§ ЧТО НУЖНО СДЕЛАТЬ:
Ответьте на вопросы по выбранному тексту:
1. Что, по словам Шалтая, означает слово, когда он его берет?
2. Кого в тексте называют болтуном?
3. Как в философии Гераклита назывались объективный закон и закон договорный?

И не поймешь, пока я тебе не объясню, — ответил он. — Я хотел сказать: “Разъяснил, как по полкам разложил!”
Но “слава” совсем не значит: “Разъяснил, как по полкам разложил!” — возразила Алиса.
Когда я беру слово, оно означает то, что я хочу, не больше не меньше, — сказал Шалтай презрительно.
Вопрос в том, подчинится ли оно вам, — сказала Алиса.
Вопрос в том, кто из нас здесь хозяин, — сказал Шалтай-Болтай. — Вот в чём вопрос!”.[8]
Болтун — это вовсе не тот, кто просто много говорит, но тот, кто много говорит, не ведая правил. Само по себе количество сказанного ещё не свидетельствует о болтливости. Равно недопустимо связывать болтливость с каким-то единственным эмоциональным тоном, ибо болтун может быть как презрительным (Шалтай-Болтай), так и “душевным”, как радостным, так и трагичным и т.д.
Обратимся к истории философии. Объективный закон — логос — ставился в философии Гераклита выше закона договорного — номоса, несмотря на то, что последний настолько важен, что его «следует защищать пуще крепостных стен родного города». Всякий рационально мыслящий стремится рассматривать проблемы в свете общего, полагая, вслед за Гераклитом, что «здравый рассудок у всех общий», и что мыслят “по-своему” — имеют частный, приватный логос — лишь подобные спящим, пьяным и сумасшедшим. Рационально мыслящий философ стремится воплотить собственную мысль в форме теоретической аргументации; рационализирующий же мыслитель предпочитает риторическое внушение. Однако философская рефлексия не всегда воплощается — в отличие от теоретической рефлексии наук — в форме какого-либо конкретного метода. Философия, как мы отметили ранее, характеризуется более высоким, чем у наук, уровнем рефлексии. Поэтому допустимо утверждать связь рациональной философской рефлексии лишь с методологией.

§ ПОКАЗАННЫЕ ЗАПИСИ:
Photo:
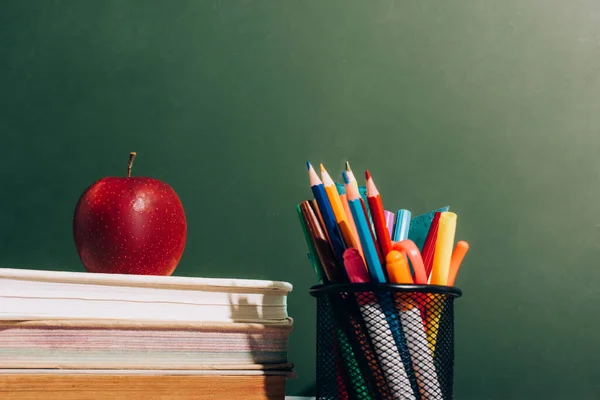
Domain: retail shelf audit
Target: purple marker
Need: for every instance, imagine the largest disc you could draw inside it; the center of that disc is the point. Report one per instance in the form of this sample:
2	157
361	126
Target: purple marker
389	221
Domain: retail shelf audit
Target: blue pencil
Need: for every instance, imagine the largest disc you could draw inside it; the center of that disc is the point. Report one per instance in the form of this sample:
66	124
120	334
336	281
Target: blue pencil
364	232
385	299
331	226
402	226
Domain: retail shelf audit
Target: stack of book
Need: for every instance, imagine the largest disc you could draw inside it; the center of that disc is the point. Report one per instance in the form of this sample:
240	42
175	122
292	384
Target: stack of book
70	335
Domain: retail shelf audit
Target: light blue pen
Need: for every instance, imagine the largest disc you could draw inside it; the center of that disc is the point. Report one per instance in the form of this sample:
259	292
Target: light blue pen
402	226
399	381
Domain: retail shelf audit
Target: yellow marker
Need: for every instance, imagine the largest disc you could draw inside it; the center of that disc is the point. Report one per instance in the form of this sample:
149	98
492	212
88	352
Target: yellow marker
439	273
457	256
397	268
443	249
338	209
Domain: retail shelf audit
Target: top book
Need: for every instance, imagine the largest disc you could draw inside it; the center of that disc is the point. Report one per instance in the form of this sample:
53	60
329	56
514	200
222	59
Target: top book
46	295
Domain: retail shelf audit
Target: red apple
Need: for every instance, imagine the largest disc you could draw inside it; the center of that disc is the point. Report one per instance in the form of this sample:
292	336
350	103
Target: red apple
130	225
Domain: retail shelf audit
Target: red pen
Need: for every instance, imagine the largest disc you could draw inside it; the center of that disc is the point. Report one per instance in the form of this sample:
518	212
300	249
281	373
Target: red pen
378	216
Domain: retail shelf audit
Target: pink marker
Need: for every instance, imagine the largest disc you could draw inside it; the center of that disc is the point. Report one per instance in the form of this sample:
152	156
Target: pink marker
355	266
389	221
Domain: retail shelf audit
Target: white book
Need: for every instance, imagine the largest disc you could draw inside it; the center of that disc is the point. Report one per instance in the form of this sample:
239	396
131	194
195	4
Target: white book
48	295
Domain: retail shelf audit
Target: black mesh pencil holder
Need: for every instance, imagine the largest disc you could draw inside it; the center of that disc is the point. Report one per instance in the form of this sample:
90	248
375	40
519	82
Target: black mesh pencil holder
385	341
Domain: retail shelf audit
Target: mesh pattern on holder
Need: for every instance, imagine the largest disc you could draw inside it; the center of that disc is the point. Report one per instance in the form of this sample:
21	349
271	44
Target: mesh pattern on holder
383	341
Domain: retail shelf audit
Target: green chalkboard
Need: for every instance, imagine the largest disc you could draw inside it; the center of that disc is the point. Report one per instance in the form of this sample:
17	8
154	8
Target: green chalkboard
491	107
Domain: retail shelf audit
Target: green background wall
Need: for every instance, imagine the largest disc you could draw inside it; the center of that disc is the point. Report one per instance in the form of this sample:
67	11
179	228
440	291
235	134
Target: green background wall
492	107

§ ОТВЕТ НА ЗАДАНИЕ:
1. То, что он хочет, не больше и не меньше.
2. Того, кто много говорит, не ведая правил.
3. Объективный закон назывался логосом, договорный — номосом.